Present the portion of the material that begins with the line containing "large leaf for player-tracking calibration." and runs through the end of the material as a JSON list of strings, one string per line, omitting blank lines and pictures.

## START EXERCISE MATERIALS

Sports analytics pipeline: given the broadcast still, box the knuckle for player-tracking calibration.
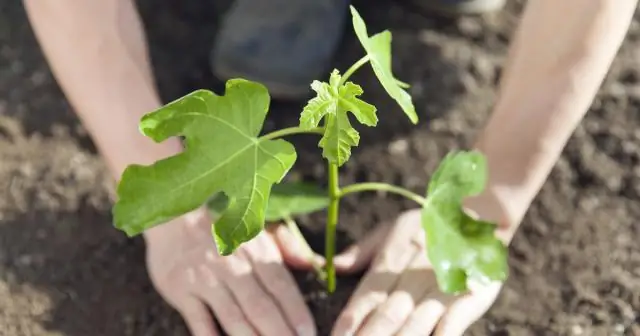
[376,307,404,325]
[248,296,275,317]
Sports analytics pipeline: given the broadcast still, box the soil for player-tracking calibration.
[0,0,640,336]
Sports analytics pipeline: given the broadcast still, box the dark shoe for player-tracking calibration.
[411,0,506,15]
[211,0,349,99]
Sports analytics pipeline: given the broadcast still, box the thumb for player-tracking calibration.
[269,225,324,270]
[333,225,391,274]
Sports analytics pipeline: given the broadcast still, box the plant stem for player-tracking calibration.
[340,55,369,85]
[260,126,324,140]
[284,217,327,281]
[325,163,340,293]
[338,182,426,205]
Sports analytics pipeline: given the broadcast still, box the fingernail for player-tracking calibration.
[229,324,255,336]
[296,325,316,336]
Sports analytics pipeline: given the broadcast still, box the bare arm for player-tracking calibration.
[24,0,180,179]
[468,0,637,239]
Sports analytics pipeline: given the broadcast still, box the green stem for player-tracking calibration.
[325,163,340,293]
[260,126,324,140]
[338,182,426,205]
[340,55,369,85]
[284,217,327,281]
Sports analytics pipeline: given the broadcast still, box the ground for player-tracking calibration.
[0,0,640,336]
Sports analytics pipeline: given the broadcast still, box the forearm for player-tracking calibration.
[468,0,637,239]
[24,0,180,179]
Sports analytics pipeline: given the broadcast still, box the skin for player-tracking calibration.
[24,0,637,336]
[333,0,637,336]
[24,0,315,336]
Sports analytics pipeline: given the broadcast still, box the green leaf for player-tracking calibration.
[422,151,508,294]
[351,6,418,124]
[113,79,296,255]
[208,182,329,222]
[300,70,378,166]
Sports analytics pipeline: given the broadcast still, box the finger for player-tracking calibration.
[198,264,256,335]
[245,235,316,336]
[218,250,291,336]
[435,283,501,336]
[270,225,325,270]
[361,251,436,335]
[333,225,391,274]
[397,298,449,336]
[175,296,219,336]
[333,220,419,335]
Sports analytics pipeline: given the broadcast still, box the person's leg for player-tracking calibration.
[411,0,506,15]
[212,0,349,98]
[211,0,505,99]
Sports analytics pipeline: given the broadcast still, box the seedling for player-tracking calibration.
[113,7,507,293]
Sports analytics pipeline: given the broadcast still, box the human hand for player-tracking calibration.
[333,210,502,336]
[145,210,316,336]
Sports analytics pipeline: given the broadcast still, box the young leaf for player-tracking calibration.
[300,70,378,166]
[113,79,296,255]
[422,152,508,294]
[351,6,418,124]
[208,182,329,222]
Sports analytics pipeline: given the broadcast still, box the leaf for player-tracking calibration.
[422,152,508,293]
[208,182,329,222]
[113,79,296,255]
[300,70,378,166]
[266,182,329,222]
[351,6,418,124]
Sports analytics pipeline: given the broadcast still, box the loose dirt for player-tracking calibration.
[0,0,640,336]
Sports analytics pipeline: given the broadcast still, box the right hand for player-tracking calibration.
[145,210,316,336]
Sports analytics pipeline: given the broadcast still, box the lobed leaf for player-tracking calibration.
[300,70,378,166]
[113,79,296,255]
[351,6,418,124]
[208,182,329,222]
[422,152,508,294]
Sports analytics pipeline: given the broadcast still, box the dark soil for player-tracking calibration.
[0,0,640,336]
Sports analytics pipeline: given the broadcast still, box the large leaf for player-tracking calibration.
[422,152,508,294]
[300,70,378,166]
[351,6,418,124]
[113,79,296,255]
[208,182,329,222]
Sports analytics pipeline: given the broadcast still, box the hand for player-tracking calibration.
[333,210,501,336]
[145,210,316,336]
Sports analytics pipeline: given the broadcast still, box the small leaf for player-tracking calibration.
[113,79,296,255]
[422,152,508,294]
[351,6,418,124]
[208,182,329,222]
[300,70,378,166]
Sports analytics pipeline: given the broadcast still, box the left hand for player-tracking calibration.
[333,210,502,336]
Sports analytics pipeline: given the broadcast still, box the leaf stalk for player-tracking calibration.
[338,54,370,86]
[338,182,426,205]
[325,163,340,293]
[259,126,324,141]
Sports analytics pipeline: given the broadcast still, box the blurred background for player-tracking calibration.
[0,0,640,336]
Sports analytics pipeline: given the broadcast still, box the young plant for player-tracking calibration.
[113,7,507,293]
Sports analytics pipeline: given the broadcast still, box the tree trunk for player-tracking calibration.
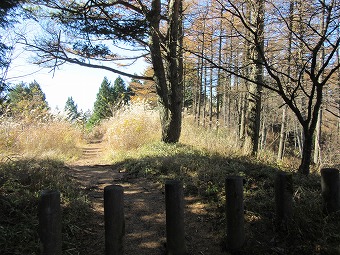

## END EXERCISE MATERIALS

RESULT BELOW:
[
  "Sports analytics pipeline: given the broadcast still, box the large leaf for player-tracking calibration.",
  "[422,152,508,294]",
  "[300,70,378,166]",
  "[351,6,418,124]",
  "[113,79,296,255]",
  "[208,182,329,222]",
  "Sports analytics pipeline: given the broadcast still, box the hand for player-tracking calibration.",
  "[333,210,501,336]",
  "[145,210,316,336]",
  "Sports analytics pipeline: given the broadcast still, box the small leaf for player-tracking calibration.",
  "[113,79,296,255]",
  "[422,152,508,294]",
  "[351,6,418,124]",
  "[208,182,329,222]",
  "[300,70,378,166]",
  "Sports analytics pipeline: given the broadcast still, box the left hand for player-tracking calibration.",
  "[333,210,502,336]",
  "Sports analytics pipeline: given the broadcast still, box the leaf stalk for player-tracking calibration.",
  "[338,54,370,86]",
  "[338,182,426,205]",
  "[325,163,340,293]",
  "[259,126,324,141]",
  "Sports analytics pipeline: given the broadcast still, box the blurred background for player-tracking calibration.",
  "[0,0,640,336]",
  "Sports analytics pipeline: given the broadcast still, box the young plant for player-tracking calibration.",
  "[113,7,507,293]",
  "Sports analytics pipeline: given the broadcast still, box the tree trunk for player-tracking calibration."
]